- [Zu erledigen]
Gib alle folgenden Einträge Zeile für Zeile unverändert wieder.

- [Gegebene Daten]

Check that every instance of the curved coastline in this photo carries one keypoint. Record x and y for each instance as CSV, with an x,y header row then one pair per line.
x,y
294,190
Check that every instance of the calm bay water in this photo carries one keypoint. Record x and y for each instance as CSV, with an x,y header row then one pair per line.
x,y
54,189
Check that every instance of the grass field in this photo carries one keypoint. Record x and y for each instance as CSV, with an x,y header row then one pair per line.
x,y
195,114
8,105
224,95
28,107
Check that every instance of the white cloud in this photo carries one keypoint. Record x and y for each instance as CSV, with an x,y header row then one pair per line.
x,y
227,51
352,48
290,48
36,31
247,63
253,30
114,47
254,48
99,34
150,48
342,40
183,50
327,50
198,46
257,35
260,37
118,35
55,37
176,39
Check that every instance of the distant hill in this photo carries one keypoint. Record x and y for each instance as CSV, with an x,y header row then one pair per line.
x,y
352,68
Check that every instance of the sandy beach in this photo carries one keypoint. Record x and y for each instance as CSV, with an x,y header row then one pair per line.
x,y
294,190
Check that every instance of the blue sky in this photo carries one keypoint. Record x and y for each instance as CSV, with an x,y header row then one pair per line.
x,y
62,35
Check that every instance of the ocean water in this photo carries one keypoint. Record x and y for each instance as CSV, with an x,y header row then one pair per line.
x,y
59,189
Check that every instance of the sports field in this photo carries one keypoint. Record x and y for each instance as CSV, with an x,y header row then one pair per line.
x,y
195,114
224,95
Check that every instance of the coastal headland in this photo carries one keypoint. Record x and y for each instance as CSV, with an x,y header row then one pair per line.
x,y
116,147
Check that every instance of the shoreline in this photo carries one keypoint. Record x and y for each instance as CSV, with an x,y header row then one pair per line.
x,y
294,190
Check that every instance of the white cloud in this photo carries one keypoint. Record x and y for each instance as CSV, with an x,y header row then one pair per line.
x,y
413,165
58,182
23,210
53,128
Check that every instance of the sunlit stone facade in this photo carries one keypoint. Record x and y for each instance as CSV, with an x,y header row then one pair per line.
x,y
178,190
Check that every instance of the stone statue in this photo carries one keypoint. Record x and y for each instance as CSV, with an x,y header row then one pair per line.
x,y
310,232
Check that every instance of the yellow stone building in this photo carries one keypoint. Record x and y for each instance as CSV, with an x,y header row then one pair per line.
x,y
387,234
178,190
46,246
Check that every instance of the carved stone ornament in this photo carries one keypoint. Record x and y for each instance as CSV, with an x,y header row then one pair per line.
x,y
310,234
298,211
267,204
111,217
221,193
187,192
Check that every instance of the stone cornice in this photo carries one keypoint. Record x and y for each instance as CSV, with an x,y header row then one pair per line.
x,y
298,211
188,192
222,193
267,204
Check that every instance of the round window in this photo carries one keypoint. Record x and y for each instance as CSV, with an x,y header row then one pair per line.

- [Lösung]
Check that every instance of the curved coastline in this photo carries one keypoint. Record x and y for each instance as CSV, with an x,y header row then one pair per line.
x,y
294,190
Check that every instance of the calm bay water in this photo carries one keypoint. Record x and y for each instance as CSV, with an x,y header row then one pair per line.
x,y
54,189
Check that every instance of the grass field in this photo carries one keypoint. Record x and y for each instance as CSV, with an x,y header row then one pair per line.
x,y
195,114
8,105
224,95
28,107
Check that every instance of the white cloud in this photo carries one keypoint. Record x and y for each instance as CSV, with an x,y header row then one pair per line.
x,y
227,51
352,48
290,48
36,31
247,63
253,30
114,47
254,48
99,34
150,48
342,40
183,50
327,50
198,46
257,35
260,37
118,35
55,37
176,39
Check that every instance of the distant hill in this photo carries one keypoint. Record x and y for each instance as CSV, with an x,y header row then one pair per line.
x,y
352,68
Check that every instance of the sandy beach in this photo carries one keypoint. Record x and y for each instance as CSV, with an x,y header row then one pair per line.
x,y
294,190
Check that every instance of the blue sky in this photo carries one keypoint. Record x and y for each instance as CSV, with an x,y header row then one pair per line.
x,y
62,35
Check that every instance of the ocean water in this photo carries one keypoint. Record x and y for each instance as CSV, with an x,y header row then one pair per line.
x,y
59,189
Check that every instance of the sports field in this photo carries one keypoint. Record x and y for each instance as CSV, with an x,y header row then one pair per line.
x,y
195,114
224,95
Check that every instance of the coastal headland in this photo carries one keypoint. Record x and y for each instance as CSV, with an x,y header row then one pair per line.
x,y
116,147
Check that every instance of the shoreline in this photo carries one keypoint. Record x and y for each instance as CSV, with an x,y header row then one pair per line.
x,y
294,190
Check that every instance of the white cloud in this photo carries one keypoint. Record x and y for each instance as CSV, with an x,y header row then one pair per line.
x,y
413,165
58,182
23,210
53,128
Check that every instance of the sunlit stone facade in this photo carries one keypoint. Record x and y for each instance as CSV, with an x,y header row then one pair per line.
x,y
178,190
Check that every instance of the stone statue in this photo carries one keypoint. Record x and y for each instance as CSV, with an x,y header row then one pair per line.
x,y
310,232
Check that every instance of the yellow stone building in this photo carries one keypoint. Record x and y for each instance as CSV, with an x,y header row then one pair per line.
x,y
387,234
178,190
46,246
Check that every instance of the carved stone ornament in this photo carries one keypoint. Record x and y for each instance as CSV, with an x,y header row then one pair per line.
x,y
310,234
298,211
267,204
111,217
221,193
187,192
Check that every instance of the stone cornice in this photo carries one keypoint. Record x and y for each instance as CSV, with an x,y header row then one pair per line.
x,y
298,211
188,192
222,193
267,204
Check that every instance of the round window in this photo carries one keypoint. Record x and y for each instance as CSV, with an x,y header row then one pair per line.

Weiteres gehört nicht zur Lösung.